* [What you have to do]: Can you resume the passage below on readiness for risk-bearing arrangements, carrying it on from its final sentence?

* [Selected extract]:
The entity’s contracting infrastructure requires many tools to effectively negotiate with managed care health plans for risk-bearing arrangements. Pricing risk-bearing arrangements properly requires a complete understanding of costs (in many cases, not equal to charges in FFS) for delivering clinical care across the full continuum. In addition, an effective cost accounting system or a proven cost allocation methodology is critical to attain a complete understanding.
Armed with these tools, contractors/RBOs will be optimally equipped to calculate pricing levels that help set them up for financial success when managing utilization in various expense categories (a.k.a. risk pools) and other key metrics. Further, clinical quality is a key upstream measure of overall utilization and ultimately population health management; therefore, the ability to employ clinical data in the contracting function is important. Clinical leaders are able to highlight where there are opportunities to manage clinical quality indicators, thereby potentially impacting downstream financial metrics. Seeking support from both in-network and external partners/providers during the contracting process is important to ultimately achieving success during the performance periods of the final contract.
Indicators of Readiness for Risk-Bearing Arrangements include:
- mature accounting systems or contracted partnerships for calculating total cost of care and grouping by expense category and establishing a risk pool
- ability to track utilization patterns in near real-time, such as a data warehouse containing claims and/or billing data, and a toolset to analyze and generate utilization reports
- highly competent, experienced healthcare finance and accounting staff to generate projections and advise management/leadership on strategies/tactics for managing performance as well as to calculate payments as required
- and for successful contracting, access to actuarial support (in-house or contracted) to support pricing for risk-bearing payment arrangements
Financial Standing and Capital Investment Capacity
Entering into risk-bearing arrangements can be a costly endeavor. Throughout this article series, we have discussed many indicators of readiness for risk-bearing arrangements. For organizations that currently do not have these capabilities, they need to be built or bought. Because these kinds of investments can be costly, good financial standing – including generating margin in the existing fee-for-service/pay for performance (P4P) environment - is important.

* [Data for analysis]:
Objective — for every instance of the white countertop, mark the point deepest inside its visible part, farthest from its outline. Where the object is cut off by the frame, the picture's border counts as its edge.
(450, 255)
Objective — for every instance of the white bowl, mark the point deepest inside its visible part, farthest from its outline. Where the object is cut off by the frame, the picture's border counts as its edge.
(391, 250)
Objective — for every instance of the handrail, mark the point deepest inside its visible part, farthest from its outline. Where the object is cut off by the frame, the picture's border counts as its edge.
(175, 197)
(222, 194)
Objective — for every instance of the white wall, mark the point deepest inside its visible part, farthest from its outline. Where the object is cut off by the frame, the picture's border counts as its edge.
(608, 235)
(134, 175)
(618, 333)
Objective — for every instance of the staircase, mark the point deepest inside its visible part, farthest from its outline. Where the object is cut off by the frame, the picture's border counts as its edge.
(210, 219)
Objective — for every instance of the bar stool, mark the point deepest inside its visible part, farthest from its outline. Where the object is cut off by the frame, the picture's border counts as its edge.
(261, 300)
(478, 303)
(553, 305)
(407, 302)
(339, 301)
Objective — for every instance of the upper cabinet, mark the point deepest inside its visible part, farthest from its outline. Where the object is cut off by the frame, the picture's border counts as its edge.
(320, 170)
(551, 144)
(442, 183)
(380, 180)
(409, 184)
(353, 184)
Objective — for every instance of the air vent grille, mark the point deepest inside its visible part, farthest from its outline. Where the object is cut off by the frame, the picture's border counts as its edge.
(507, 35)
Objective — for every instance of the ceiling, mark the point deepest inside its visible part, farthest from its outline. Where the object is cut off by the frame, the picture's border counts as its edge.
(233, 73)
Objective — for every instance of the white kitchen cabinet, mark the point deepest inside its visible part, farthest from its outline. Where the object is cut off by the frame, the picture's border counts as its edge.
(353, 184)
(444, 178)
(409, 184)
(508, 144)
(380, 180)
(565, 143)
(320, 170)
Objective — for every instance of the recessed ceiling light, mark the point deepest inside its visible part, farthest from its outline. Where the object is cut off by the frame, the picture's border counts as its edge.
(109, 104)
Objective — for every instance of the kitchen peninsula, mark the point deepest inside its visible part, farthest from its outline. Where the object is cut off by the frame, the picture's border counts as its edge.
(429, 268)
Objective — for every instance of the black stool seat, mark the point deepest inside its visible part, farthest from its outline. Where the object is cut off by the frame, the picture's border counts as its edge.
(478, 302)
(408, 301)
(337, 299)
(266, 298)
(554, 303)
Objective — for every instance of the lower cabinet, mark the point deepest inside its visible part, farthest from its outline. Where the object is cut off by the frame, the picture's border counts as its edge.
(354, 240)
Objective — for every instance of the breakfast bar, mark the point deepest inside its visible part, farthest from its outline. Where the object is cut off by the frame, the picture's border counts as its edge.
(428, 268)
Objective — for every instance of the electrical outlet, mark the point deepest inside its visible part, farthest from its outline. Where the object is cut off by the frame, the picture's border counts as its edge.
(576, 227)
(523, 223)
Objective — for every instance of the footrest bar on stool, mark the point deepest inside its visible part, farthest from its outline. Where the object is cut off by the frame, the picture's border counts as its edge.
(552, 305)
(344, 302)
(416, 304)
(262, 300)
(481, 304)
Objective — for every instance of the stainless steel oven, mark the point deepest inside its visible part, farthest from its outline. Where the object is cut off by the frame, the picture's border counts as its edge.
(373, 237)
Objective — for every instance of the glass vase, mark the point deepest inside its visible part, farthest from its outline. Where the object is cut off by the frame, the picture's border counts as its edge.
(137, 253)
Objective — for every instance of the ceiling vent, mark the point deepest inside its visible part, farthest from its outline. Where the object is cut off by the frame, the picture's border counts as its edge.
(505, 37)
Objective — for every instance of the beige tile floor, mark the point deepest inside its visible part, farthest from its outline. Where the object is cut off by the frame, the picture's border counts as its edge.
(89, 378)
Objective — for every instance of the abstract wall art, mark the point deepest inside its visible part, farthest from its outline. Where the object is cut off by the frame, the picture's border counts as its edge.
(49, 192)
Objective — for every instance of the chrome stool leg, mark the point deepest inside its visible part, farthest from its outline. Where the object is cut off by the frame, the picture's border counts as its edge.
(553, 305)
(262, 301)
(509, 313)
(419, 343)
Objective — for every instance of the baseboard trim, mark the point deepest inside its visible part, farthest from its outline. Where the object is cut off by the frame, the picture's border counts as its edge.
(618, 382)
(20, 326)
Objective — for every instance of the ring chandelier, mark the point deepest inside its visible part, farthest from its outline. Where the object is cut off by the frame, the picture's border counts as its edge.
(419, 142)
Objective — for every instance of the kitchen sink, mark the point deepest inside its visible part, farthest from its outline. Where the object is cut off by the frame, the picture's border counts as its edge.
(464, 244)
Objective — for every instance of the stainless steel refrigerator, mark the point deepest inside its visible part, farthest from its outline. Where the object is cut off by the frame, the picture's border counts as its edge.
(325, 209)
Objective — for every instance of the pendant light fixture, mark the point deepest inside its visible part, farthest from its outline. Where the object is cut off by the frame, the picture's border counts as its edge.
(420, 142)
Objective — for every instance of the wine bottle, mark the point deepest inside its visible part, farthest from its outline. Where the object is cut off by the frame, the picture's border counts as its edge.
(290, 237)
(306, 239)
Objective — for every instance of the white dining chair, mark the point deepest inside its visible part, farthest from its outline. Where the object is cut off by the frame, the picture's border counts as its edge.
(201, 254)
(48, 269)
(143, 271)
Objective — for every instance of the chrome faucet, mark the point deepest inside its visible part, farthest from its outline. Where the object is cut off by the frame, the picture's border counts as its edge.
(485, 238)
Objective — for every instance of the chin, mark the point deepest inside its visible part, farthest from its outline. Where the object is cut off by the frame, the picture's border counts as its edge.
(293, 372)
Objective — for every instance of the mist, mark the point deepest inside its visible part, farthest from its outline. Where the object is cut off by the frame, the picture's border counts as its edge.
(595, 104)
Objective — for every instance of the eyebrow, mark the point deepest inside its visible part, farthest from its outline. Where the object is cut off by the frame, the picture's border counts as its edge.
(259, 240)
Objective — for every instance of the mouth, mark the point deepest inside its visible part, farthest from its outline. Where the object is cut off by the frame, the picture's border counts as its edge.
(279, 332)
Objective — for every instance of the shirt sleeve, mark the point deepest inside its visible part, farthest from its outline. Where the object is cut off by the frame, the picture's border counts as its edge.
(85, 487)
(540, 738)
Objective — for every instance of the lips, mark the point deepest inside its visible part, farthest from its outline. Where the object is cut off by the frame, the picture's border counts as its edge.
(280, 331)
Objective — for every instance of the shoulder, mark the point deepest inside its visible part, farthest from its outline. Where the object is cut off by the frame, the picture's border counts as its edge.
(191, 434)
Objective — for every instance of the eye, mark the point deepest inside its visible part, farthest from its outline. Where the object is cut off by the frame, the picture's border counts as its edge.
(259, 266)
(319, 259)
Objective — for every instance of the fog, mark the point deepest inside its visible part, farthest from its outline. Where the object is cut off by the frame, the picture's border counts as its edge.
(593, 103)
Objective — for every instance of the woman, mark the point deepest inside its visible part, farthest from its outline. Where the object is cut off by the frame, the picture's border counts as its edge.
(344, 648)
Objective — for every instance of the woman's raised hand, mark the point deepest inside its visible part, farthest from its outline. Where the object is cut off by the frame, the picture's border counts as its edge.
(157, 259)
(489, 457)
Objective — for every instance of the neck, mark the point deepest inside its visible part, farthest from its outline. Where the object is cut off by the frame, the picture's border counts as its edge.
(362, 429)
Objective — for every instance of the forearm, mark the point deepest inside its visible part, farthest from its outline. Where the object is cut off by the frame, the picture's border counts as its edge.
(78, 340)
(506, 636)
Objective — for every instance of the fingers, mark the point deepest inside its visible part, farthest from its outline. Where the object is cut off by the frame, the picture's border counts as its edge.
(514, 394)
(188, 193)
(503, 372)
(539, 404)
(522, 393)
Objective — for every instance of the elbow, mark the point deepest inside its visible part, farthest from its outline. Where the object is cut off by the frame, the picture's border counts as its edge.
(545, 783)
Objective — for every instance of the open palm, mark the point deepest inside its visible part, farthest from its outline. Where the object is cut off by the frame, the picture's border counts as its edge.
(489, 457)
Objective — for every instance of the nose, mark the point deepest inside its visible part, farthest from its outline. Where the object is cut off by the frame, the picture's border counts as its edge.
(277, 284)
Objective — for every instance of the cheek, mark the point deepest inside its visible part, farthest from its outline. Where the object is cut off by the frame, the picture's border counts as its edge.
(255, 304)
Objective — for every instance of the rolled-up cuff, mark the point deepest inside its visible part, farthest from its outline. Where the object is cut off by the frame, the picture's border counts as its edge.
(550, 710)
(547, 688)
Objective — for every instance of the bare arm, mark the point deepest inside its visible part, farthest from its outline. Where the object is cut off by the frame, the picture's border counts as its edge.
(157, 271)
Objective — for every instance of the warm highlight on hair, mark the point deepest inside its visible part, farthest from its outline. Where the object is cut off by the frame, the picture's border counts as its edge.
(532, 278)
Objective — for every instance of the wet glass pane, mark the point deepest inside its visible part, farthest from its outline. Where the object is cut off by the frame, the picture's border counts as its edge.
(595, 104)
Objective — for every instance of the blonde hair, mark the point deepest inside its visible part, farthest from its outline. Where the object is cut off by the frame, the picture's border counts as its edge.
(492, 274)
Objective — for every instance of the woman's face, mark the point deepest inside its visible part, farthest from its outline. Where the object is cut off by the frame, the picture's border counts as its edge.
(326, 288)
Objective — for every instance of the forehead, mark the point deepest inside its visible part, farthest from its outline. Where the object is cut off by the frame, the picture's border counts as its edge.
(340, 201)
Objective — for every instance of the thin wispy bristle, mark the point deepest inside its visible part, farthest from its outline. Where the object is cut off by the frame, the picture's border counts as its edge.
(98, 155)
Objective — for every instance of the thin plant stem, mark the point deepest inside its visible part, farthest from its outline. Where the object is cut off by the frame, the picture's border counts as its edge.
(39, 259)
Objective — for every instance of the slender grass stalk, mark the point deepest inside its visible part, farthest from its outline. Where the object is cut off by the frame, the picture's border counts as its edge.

* [Answer area]:
Even for those RBOs that have carefully prepared to enter into risk, they should build in requirements to keep risk-based capital in reserve. Names for this reserve vary from state to state, however the concept is the same: sufficient cash on hand (or easily accessible) to cover financial losses and ultimately payments to parties owed. The more risk an arrangement transfers from the licensed insurer (plan) to the new risk-bearing entity, the higher the reserves required. In addition to capital reserves, in many states, full risk or near-full risk requires regulatory licensure; in California, for example, this licensure is called a Knox-Keene or, more commonly for providers, a Restricted (Limited) Knox-Keene. This licensure process also requires investment and often third-party support.
Additional Indicators of Readiness for Risk-bearing Arrangements include:
- access to capital to cover requested investments and/or risk-based capital
- willingness to make major investments as recommended by management and/or executive leadership
- appropriate licensure procured, or planned/in progress
- and access to lines of credit, if necessary, for short-term leverage (in compliance with regulatory requirements – varies by state).
In conclusion, organizational readiness is not limited to the six described domains, but organizations with these readiness indicators are better poised for adoption of value-based payment models and success under these arrangements.